**Records for the task**
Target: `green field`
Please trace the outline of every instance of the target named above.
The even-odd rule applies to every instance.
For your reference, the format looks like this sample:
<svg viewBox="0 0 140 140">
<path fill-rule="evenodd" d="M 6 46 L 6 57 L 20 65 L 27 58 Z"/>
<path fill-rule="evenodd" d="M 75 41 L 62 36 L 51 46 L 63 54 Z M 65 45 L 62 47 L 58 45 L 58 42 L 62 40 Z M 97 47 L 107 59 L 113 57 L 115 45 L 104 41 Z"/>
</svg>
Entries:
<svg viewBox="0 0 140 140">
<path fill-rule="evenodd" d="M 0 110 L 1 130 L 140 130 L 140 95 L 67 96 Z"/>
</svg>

**Required work**
Return the complete material exactly as it appears.

**Written solution**
Target: `green field`
Please trace the outline of every instance of the target named above.
The even-odd rule applies to every instance.
For your reference, the format looks like this sample:
<svg viewBox="0 0 140 140">
<path fill-rule="evenodd" d="M 6 46 L 6 57 L 20 65 L 27 58 Z"/>
<path fill-rule="evenodd" d="M 75 41 L 62 36 L 51 46 L 63 54 Z M 65 45 L 62 47 L 58 45 L 58 42 L 62 40 Z M 97 47 L 107 59 L 113 57 L 115 45 L 104 41 Z"/>
</svg>
Entries:
<svg viewBox="0 0 140 140">
<path fill-rule="evenodd" d="M 0 110 L 1 130 L 140 130 L 140 95 L 67 96 Z"/>
</svg>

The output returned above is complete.